Named object pointing listing
=-=-=

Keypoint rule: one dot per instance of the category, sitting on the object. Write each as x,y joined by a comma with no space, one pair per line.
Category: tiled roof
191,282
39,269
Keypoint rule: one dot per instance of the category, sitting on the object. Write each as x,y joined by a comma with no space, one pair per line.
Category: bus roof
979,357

=-=-=

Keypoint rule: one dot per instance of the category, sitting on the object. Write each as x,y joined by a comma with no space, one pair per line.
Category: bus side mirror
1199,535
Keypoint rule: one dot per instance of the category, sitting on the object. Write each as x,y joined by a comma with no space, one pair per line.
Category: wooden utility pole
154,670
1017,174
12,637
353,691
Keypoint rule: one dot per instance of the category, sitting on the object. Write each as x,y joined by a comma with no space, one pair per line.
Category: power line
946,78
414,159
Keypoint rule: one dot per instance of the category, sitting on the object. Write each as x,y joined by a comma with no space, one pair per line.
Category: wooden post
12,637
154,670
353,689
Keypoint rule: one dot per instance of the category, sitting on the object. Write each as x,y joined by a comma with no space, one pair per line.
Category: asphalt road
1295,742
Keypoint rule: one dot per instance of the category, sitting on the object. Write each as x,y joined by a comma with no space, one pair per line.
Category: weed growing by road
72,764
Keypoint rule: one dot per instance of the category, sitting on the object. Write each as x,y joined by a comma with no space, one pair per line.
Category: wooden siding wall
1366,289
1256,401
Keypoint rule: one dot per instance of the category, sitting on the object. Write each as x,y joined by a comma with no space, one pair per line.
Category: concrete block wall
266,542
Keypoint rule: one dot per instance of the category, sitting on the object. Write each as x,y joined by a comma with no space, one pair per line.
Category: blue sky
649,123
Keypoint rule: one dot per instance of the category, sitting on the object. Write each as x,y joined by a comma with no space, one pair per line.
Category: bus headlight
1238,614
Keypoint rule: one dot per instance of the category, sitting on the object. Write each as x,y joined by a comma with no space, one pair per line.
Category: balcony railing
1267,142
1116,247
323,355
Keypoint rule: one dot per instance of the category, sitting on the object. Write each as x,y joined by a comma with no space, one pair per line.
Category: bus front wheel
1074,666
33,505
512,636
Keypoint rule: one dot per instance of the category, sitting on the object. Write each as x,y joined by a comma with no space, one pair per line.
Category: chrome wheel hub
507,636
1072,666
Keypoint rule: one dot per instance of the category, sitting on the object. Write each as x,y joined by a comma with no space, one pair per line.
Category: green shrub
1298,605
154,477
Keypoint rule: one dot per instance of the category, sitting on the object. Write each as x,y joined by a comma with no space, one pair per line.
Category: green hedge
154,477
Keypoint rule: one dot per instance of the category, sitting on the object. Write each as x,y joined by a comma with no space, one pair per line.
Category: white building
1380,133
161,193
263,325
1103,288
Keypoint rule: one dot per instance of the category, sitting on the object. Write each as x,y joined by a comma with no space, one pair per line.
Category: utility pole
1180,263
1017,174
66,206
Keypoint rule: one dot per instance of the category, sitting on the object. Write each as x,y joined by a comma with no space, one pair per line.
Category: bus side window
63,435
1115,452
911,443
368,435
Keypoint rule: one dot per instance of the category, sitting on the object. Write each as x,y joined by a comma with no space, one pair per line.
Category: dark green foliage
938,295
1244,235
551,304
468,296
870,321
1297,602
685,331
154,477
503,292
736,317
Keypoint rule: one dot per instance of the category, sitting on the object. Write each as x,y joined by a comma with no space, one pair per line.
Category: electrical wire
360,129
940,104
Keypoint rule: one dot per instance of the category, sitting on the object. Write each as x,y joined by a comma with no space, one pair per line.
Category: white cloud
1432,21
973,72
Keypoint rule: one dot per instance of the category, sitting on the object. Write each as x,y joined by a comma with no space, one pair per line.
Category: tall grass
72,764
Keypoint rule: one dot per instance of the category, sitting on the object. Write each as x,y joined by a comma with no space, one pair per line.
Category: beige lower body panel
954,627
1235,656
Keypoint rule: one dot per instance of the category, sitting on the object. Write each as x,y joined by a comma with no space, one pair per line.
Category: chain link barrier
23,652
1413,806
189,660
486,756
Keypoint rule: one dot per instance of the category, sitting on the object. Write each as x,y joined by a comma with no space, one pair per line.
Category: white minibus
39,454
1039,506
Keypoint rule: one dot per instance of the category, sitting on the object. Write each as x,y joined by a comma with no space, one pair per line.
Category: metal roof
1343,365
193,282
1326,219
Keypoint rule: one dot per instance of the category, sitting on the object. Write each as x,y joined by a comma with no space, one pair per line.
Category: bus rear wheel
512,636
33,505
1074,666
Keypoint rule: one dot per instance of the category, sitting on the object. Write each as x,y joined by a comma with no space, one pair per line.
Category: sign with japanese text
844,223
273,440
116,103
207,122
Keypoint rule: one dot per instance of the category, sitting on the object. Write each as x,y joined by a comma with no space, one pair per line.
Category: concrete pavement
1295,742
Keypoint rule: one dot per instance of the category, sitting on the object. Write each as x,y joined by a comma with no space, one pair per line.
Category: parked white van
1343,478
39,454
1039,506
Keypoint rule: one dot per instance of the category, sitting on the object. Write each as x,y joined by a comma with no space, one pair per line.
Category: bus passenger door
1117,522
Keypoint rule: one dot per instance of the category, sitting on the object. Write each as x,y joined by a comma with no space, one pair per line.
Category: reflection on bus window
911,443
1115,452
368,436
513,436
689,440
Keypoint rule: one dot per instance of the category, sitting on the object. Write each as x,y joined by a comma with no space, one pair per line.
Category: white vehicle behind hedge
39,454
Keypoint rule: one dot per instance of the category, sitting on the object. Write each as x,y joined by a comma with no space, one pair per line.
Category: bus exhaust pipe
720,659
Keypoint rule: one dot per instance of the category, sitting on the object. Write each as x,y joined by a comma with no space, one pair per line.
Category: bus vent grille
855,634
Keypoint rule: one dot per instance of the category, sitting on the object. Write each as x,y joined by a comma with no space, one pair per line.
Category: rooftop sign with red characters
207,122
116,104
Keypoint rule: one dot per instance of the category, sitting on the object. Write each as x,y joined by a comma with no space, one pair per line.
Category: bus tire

=-=-=

### Problem statement
Extract every line of the listing that contains the word "concrete" and copy each one out in full.

### Exercise solution
Category: concrete block wall
Category: concrete pavement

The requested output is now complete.